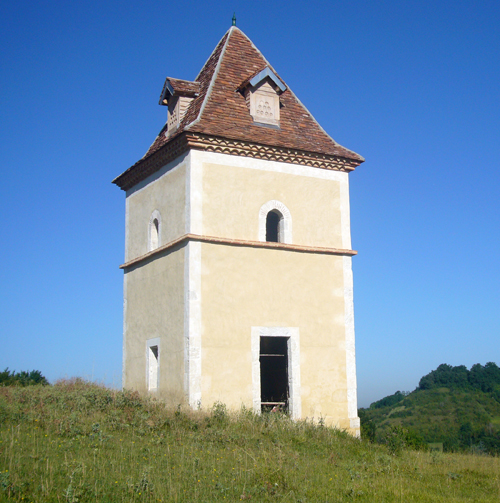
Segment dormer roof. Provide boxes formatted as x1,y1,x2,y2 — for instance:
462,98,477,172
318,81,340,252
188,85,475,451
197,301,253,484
158,77,201,105
239,66,286,94
113,26,364,190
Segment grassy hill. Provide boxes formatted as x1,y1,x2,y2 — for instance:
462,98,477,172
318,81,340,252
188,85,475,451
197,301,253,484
360,363,500,454
0,380,500,503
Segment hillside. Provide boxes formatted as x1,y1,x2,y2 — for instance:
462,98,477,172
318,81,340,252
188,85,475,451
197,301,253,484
359,362,500,454
0,380,500,503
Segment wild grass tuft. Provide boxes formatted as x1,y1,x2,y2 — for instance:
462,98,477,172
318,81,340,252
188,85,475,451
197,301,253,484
0,379,500,503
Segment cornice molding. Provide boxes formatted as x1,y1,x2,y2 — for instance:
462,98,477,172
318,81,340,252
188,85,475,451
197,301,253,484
120,234,358,269
113,131,361,190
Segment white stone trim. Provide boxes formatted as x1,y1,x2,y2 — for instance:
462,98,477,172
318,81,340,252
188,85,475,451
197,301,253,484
259,199,292,244
148,210,162,252
122,272,128,390
340,176,352,250
251,327,302,419
146,337,161,393
184,241,201,408
342,257,359,428
185,153,203,235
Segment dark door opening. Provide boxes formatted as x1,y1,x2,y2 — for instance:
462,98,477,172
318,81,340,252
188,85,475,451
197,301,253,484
260,337,289,412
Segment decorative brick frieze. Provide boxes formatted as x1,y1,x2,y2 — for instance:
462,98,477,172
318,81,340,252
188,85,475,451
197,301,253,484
120,234,358,269
113,133,360,190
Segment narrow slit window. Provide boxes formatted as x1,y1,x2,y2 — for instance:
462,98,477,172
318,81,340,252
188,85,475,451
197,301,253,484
148,346,158,391
266,210,283,243
151,218,160,250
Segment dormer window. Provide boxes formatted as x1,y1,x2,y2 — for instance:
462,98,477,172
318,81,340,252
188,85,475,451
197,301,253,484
241,66,286,127
159,77,200,136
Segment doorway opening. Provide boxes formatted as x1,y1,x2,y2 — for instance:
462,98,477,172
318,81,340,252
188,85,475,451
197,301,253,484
259,336,290,412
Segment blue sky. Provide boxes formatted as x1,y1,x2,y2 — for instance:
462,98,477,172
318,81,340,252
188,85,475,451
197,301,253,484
0,0,500,406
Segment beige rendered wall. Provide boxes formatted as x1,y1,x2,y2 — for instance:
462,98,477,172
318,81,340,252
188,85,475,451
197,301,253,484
199,158,343,248
201,244,356,429
123,247,185,404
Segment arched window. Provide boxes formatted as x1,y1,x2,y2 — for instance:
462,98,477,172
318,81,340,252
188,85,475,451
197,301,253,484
259,199,292,244
266,210,283,243
148,210,161,251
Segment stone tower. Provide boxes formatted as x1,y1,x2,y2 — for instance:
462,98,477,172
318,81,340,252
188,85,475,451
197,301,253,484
114,26,364,435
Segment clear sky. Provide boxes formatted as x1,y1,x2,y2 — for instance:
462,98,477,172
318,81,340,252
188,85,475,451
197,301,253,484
0,0,500,406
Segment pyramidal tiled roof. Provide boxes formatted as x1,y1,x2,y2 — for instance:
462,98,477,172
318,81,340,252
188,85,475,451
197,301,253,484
113,26,364,188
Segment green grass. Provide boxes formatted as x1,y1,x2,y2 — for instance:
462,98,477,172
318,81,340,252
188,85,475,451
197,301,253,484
0,380,500,503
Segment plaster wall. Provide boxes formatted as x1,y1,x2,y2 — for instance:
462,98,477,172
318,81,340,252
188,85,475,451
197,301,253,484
125,156,189,262
123,247,185,404
201,244,351,430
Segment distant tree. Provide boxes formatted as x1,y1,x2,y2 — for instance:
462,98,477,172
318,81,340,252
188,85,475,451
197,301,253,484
370,388,409,409
418,363,470,389
0,367,49,386
358,409,376,442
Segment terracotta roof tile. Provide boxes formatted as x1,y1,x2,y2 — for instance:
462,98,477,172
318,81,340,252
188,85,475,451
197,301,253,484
116,26,364,189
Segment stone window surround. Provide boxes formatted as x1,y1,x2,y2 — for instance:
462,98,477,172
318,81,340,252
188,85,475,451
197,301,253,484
251,327,302,419
148,210,161,252
259,199,292,244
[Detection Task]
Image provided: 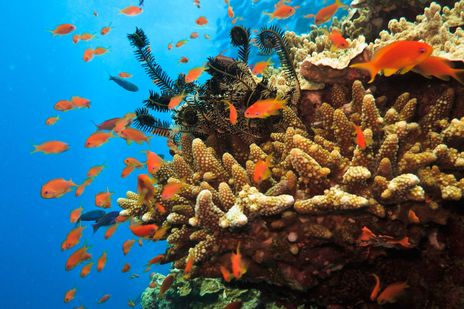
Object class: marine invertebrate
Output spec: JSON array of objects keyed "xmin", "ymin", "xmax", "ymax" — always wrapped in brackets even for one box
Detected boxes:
[{"xmin": 118, "ymin": 74, "xmax": 464, "ymax": 304}]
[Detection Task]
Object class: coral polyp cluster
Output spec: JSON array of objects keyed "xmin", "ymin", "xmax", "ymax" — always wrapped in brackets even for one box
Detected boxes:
[{"xmin": 118, "ymin": 76, "xmax": 464, "ymax": 304}]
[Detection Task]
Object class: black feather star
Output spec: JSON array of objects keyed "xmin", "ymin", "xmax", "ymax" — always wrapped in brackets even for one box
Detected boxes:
[
  {"xmin": 133, "ymin": 107, "xmax": 171, "ymax": 137},
  {"xmin": 257, "ymin": 25, "xmax": 301, "ymax": 104},
  {"xmin": 143, "ymin": 90, "xmax": 171, "ymax": 112},
  {"xmin": 230, "ymin": 26, "xmax": 250, "ymax": 63},
  {"xmin": 127, "ymin": 28, "xmax": 174, "ymax": 92}
]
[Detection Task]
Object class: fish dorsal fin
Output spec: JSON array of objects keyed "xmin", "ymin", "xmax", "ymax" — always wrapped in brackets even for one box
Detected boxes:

Required task.
Please format all of the material above as a numbered list, skipping any blank lines and leaving the pictures out.

Finished answer.
1. Segment dormer roof. Provide boxes formatted as x1,y1,x2,y2 — for instance:
2. 462,98,477,172
3. 318,81,340,252
4. 188,85,475,451
5. 197,301,253,484
6. 158,77,201,105
7. 239,66,286,94
8. 113,26,364,190
9. Segment grassy hill. Provide boxes formatted as x1,y1,x2,y2 — for instance:
10. 462,98,477,172
11. 318,81,340,252
12. 188,85,475,451
13. 197,301,253,484
14. 360,363,500,454
15. 0,380,500,503
16. Segment hillside. Provide boxes formatted as x1,y1,x2,y2 — for instance:
17. 462,98,477,172
18. 318,81,340,252
19. 188,85,475,451
20. 197,301,253,484
21. 359,362,500,454
22. 0,380,500,503
23. Segment wild grass tuft. Provide boxes formatted as x1,y1,x2,y2 — for instance:
24. 462,98,477,172
25. 318,81,340,252
26. 188,85,475,451
27. 197,301,253,484
28. 0,379,500,503
29. Segment cornice molding. Provide boxes formatted as x1,y1,x2,y2 — for instance:
30. 462,98,477,172
31. 318,81,340,252
32. 188,85,475,451
33. 197,301,253,484
34. 120,234,358,269
35. 113,131,361,190
36. Segment white stone trim. Provide boxes formatted as x1,y1,x2,y2 — for instance:
37. 462,98,477,172
38. 318,81,340,252
39. 188,85,475,451
40. 197,301,253,484
41. 259,199,292,244
42. 148,210,162,252
43. 122,272,128,390
44. 340,176,352,250
45. 251,327,302,419
46. 146,337,161,393
47. 184,241,201,408
48. 342,257,359,428
49. 185,153,203,235
50. Segment dark door opening. Provide boxes formatted as x1,y1,x2,y2 — for instance:
51. 462,98,477,172
52. 318,81,340,252
53. 188,85,475,451
54. 197,301,253,484
55. 260,337,289,412
56. Segment decorative brick frieze. Provide boxes formatted as x1,y1,x2,y2 — for instance:
57. 462,98,477,172
58. 318,81,340,252
59. 188,85,475,451
60. 197,301,253,484
61. 120,234,358,269
62. 113,133,360,190
63. Segment narrow slit window. Provide boxes formatted as x1,y1,x2,y2 — for instance:
64. 462,98,477,172
65. 318,81,340,252
66. 188,85,475,451
67. 197,301,253,484
68. 148,346,158,391
69. 266,210,283,243
70. 151,218,160,250
71. Segment dormer window. Provide boxes formatted as x1,y1,x2,y2 — for instance:
72. 462,98,477,172
73. 318,81,340,252
74. 188,85,475,451
75. 197,301,253,484
76. 241,66,286,127
77. 159,77,200,136
78. Segment doorway opening. Provide boxes formatted as x1,y1,x2,y2 — for instance:
79. 462,98,477,172
80. 318,81,340,252
81. 188,85,475,451
82. 197,301,253,484
83. 259,336,290,412
84. Segment blue sky. Provide boxes formatted as x1,y1,x2,y2 — for instance:
85. 462,98,477,172
86. 318,81,340,252
87. 188,85,475,451
88. 197,301,253,484
89. 0,0,500,406
90. Segment beige rendered wall. Provide boxes formatted as x1,y1,x2,y2 — for instance:
91. 462,98,477,172
92. 318,81,340,252
93. 188,85,475,451
94. 197,301,253,484
95. 199,158,343,248
96. 201,244,356,429
97. 123,247,185,404
98. Segment arched window. Provide boxes formatted as x1,y1,x2,y2 — for instance:
99. 462,98,477,172
100. 318,81,340,252
101. 188,85,475,451
102. 197,301,253,484
103. 259,199,292,244
104. 266,210,283,243
105. 148,210,161,251
106. Segment stone tower. Provide boxes formatted as x1,y1,x2,y2 — for instance:
107. 462,98,477,172
108. 318,81,340,252
109. 188,85,475,451
110. 197,301,253,484
111. 114,26,364,435
112. Segment clear sky. Provide boxes formatted as x1,y1,x2,y2 — for instance:
113. 462,98,477,172
114. 318,81,340,252
115. 188,85,475,451
116. 197,301,253,484
117. 0,0,500,406
118. Segment pyramidal tiled roof. Provide boxes formatted as x1,y1,x2,y2 — for instance:
119. 462,98,477,172
120. 318,81,340,252
121. 188,85,475,451
122. 197,301,253,484
123. 113,26,364,188
124. Segment green grass. Provide boxes formatted as x1,y1,x2,y2 — for instance:
125. 462,98,477,172
126. 318,81,340,252
127. 188,85,475,451
128. 197,301,253,484
129. 0,380,500,503
130. Segment plaster wall. Provide boxes formatted as x1,y1,x2,y2 — for instance:
131. 462,98,477,172
132. 318,81,340,252
133. 188,85,475,451
134. 197,301,253,484
135. 125,156,189,262
136. 123,247,185,404
137. 201,244,351,430
138. Segment distant tree. Provide boxes formatted as x1,y1,x2,y2 — for instance:
139. 462,98,477,172
140. 318,81,340,252
141. 188,85,475,451
142. 197,301,253,484
143. 370,388,409,409
144. 418,363,470,389
145. 0,367,49,386
146. 358,409,376,442
147. Segment terracotta roof tile. Provide boxes formatted as x1,y1,x2,y2 — for instance:
148. 462,98,477,172
149. 318,81,340,252
150. 188,85,475,451
151. 197,301,253,484
152. 116,26,364,189
153. Segment stone window surround. Provide boxes formatted as x1,y1,x2,y2 — for instance:
154. 462,98,477,172
155. 318,81,340,252
156. 188,85,475,451
157. 197,301,253,484
158. 251,327,302,419
159. 148,210,161,252
160. 259,199,292,244
161. [Detection Task]
162. Image provided: 
163. Object class: marine invertebrate
164. Output spec: JSON array of objects keyed "xmin", "ymin", "xmax", "ymax" — always wrapped in brackets even for one box
165. Detected boxes:
166. [{"xmin": 118, "ymin": 74, "xmax": 464, "ymax": 304}]
167. [Detection Task]
168. Object class: coral polyp cluster
169. Output spec: JSON array of objects keyed "xmin", "ymin", "xmax", "ymax" — always wrapped in brackets even for one box
170. Detected boxes:
171. [{"xmin": 118, "ymin": 76, "xmax": 464, "ymax": 304}]
172. [Detection Task]
173. Object class: black feather star
174. Output spec: JSON array of objects keyed "xmin", "ymin", "xmax", "ymax" — always wrapped in brackets even for one box
175. Detected boxes:
176. [
177.   {"xmin": 133, "ymin": 107, "xmax": 171, "ymax": 137},
178.   {"xmin": 257, "ymin": 25, "xmax": 301, "ymax": 104},
179.   {"xmin": 143, "ymin": 90, "xmax": 171, "ymax": 112},
180.   {"xmin": 230, "ymin": 26, "xmax": 250, "ymax": 63},
181.   {"xmin": 127, "ymin": 28, "xmax": 174, "ymax": 92}
182. ]
183. [Detection Task]
184. Object class: fish dorsal fin
185. Output spec: JSON array of objects keyed "xmin", "ymin", "xmax", "ymax" — always wrapped in brackets even for one box
186. Detected boxes:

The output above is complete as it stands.